(Data shown begins)
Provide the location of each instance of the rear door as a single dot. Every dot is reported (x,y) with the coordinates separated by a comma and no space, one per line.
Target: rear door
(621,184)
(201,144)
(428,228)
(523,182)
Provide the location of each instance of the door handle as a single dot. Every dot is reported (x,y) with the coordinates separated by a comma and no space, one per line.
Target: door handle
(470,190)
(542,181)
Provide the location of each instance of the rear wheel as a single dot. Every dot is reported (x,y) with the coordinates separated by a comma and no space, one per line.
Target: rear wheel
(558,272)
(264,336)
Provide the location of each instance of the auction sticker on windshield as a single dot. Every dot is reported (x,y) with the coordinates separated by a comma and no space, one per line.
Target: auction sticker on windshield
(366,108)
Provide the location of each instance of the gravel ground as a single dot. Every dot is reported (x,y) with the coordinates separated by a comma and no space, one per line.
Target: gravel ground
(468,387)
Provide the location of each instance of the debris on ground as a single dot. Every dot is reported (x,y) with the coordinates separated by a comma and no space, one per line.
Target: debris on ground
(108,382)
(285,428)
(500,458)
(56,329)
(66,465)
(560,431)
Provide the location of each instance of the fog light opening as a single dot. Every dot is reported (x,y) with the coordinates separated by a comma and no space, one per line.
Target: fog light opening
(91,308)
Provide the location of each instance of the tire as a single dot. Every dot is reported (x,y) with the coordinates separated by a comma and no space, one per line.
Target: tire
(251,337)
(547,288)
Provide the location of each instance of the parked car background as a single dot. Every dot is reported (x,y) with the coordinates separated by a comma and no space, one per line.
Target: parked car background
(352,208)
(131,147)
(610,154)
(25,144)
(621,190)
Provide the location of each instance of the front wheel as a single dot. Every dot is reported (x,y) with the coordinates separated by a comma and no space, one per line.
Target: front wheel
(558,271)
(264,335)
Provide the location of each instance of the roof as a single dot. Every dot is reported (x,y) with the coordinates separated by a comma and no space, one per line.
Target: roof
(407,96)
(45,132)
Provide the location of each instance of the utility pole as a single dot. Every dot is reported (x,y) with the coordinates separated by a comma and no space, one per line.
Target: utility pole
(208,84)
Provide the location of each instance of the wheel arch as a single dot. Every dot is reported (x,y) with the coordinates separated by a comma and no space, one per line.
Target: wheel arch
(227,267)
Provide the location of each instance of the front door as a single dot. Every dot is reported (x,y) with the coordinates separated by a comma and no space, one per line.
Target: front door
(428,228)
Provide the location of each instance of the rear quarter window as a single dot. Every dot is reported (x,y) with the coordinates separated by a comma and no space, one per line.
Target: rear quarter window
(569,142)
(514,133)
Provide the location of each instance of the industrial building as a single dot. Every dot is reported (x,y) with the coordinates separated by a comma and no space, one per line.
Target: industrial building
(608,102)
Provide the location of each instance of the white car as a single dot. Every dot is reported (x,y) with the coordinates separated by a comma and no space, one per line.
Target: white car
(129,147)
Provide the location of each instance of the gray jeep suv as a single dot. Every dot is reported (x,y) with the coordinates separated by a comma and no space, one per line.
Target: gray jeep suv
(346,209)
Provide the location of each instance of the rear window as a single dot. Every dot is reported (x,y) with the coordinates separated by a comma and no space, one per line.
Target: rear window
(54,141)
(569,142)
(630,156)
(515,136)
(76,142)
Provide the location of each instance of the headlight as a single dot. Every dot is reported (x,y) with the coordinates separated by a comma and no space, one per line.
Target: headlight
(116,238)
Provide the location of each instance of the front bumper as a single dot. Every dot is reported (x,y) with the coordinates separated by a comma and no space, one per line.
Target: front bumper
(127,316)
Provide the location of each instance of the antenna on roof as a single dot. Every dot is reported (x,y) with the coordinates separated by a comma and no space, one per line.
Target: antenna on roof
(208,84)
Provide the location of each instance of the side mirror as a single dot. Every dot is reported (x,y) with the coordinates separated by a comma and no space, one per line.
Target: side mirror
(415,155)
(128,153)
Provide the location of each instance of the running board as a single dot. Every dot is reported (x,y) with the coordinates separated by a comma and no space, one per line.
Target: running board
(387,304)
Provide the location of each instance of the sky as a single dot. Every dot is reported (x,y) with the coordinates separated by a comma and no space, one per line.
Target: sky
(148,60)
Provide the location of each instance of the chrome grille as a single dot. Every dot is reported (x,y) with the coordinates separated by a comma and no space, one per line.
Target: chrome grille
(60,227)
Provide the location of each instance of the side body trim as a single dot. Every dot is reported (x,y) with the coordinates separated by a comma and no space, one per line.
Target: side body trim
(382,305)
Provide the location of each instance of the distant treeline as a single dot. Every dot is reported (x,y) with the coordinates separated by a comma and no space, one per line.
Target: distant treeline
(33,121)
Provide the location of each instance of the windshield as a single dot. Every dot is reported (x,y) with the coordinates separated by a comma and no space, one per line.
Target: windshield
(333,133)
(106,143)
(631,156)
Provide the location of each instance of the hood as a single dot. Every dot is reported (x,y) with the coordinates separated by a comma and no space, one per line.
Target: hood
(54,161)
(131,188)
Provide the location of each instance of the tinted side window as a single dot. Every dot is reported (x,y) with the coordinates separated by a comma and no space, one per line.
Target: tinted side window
(Data shown ends)
→ Action item: Please give all the lines above again, exactly as they read.

→ Solution:
Provide the location of each instance of the rear door as a single dot. Every dot is reported (x,y) with the coordinates separated by a comma and no space, one per line.
Target: rear door
(621,184)
(201,144)
(428,228)
(523,182)
Provide the location of each instance of the door handle as a single dot. Every dot is reported (x,y) with the coordinates separated by a comma and no space, one per line.
Target: door handle
(470,190)
(542,181)
Provide the location of each instance of the rear wheel as a single dot. Every dot is reported (x,y) with the coordinates separated by a comma and no space, one per line.
Target: rear wheel
(558,272)
(264,336)
Provide the location of each instance of the auction sticker on windshield as a single dot. Every dot is reported (x,y) with the coordinates separated by a comma and no space, one per line.
Target: auction sticker on windshield
(366,108)
Provide the location of each instance of the gravel ground as a single dot. Every dot is reported (x,y) with the coordinates separated by a comma and no space, one per line.
Target: gravel ground
(468,387)
Provide the location of each instance of the debris on ground as a single dot. Every dot is reported (x,y) with the coordinates separated by a comma and no space, one per line.
Target: debris on ground
(108,382)
(285,428)
(500,458)
(56,329)
(66,465)
(560,431)
Provide the location of each instance of the fog light opening as a single dot. Every dot is reported (x,y) with the coordinates separated by a comma and no space, one per line.
Target: fog light opening
(91,308)
Provide the location of each instance of the tire as a single dot. Every dot is reported (x,y) with the coordinates separated by a comma and no space, one per line.
Target: tire
(251,337)
(547,288)
Provide the location of each instance of the parked car background as a single dot. Every dot is reported (x,y) with the coordinates separated by a comma and no space, one per line.
Target: parked car background
(352,208)
(131,147)
(610,154)
(25,144)
(621,190)
Provide the location of each instance of the front wheel as a single dot. Every dot is reported (x,y) with the coordinates separated by a comma and no space, one per line.
Target: front wheel
(558,271)
(264,335)
Provide the location of each instance of the roof as a single dot. Every dot is reported (x,y) with the coordinates separated by a comma and no space, one per line.
Target: roof
(407,96)
(45,132)
Provide the location of each instance of the utility pole as a single dot. Every dot is reported (x,y) with the coordinates separated by a comma and no space, one per line.
Target: utility pole
(208,84)
Provide the location of each instance of the wheel arch as a single dot. Every dot is reported (x,y) with the coordinates separated by a comma and no space, one per line.
Target: wheel arch
(227,267)
Provide the location of each instance of the front door as a single dot. Every dot is reported (x,y) with the coordinates separated by a comma and no space, one per line.
Target: front door
(428,228)
Provide the location of each instance of the rear quarter window as a single dot. Every dot is reported (x,y) with the coordinates separated by a comma and no space, one per line.
Target: rear quarter window
(569,142)
(514,133)
Provide the location of each instance of the industrial building as a single dot. Every dot is reported (x,y) with the coordinates separated by a comma and no space, one per line.
Target: industrial building
(608,102)
Provide the location of each instance of the white car as a single dot. Every dot is reported (x,y) with the coordinates separated by a comma and no space, one per line.
Target: white car
(129,147)
Provide the location of each instance of the gray jeep suv as a single dot. Every dot is reported (x,y) with the coordinates separated by a comma and no space, one per line.
Target: gray jeep suv
(346,209)
Provide the location of each instance of the rear window as a single dot. Every dot is reported (x,y) with the coordinates separated by a comma and no space, one per line.
Target: rear window
(54,141)
(569,142)
(630,156)
(515,136)
(76,142)
Provide the location of each instance of the headlight as a single dot. Every dot is reported (x,y) with the coordinates separated by a comma and no space, one per line.
Target: headlight
(116,238)
Provide the location of each instance of the front bumper as a single dot. Every dot is reported (x,y) with the coordinates separated by a comma and no space, one per line.
Target: front bumper
(127,316)
Provide the location of each instance of the antenna on roof as a single dot. Every dot is reported (x,y) with the coordinates separated by a comma and no space, one per line.
Target: antenna on roof
(208,84)
Provide the location of each instance of the side mirror as a single dot. Every dot is reported (x,y) with the coordinates separated by a comma and no space, one per line.
Target: side mirror
(415,155)
(128,153)
Provide the location of each instance of the running board as a single dot. Every dot is reported (x,y) with the coordinates separated by a comma and no space, one per line.
Target: running board
(387,304)
Provide the location of each instance of the sky as a single dot. Every dot is reported (x,y) with the coordinates separated by a comma and no space, one per line.
Target: sky
(148,60)
Provide the location of each instance of the chrome grille as a single dot. Every dot is reported (x,y) with the coordinates separated by a comma and no space, one per line.
Target: chrome grille
(60,227)
Provide the location of each instance of the side body trim as a single dot. Every dot is reported (x,y) with the coordinates separated by a comma and no space, one per line.
Target: side body trim
(382,305)
Provide the location of each instance of the distant treeline as a single dot. Every dot is reported (x,y) with the coordinates separated by a comma and no space, one per line.
Target: distant treeline
(33,121)
Provide the location of each instance of the windshield as a single dot. Every dot is reported (x,y) with the coordinates separated by a comma and no space, one per line.
Target: windshield
(333,133)
(106,143)
(631,156)
Provide the location of each instance of the hood as a single dot. Every dot is reported (x,y) with the coordinates separated by a comma and no space, one per line.
Target: hood
(54,161)
(131,188)
Provide the location of each instance of the tinted side window as a single dot. Every dot is reported (x,y) with the coordinates separated by a comma and no space, one per line.
Target: tinted side window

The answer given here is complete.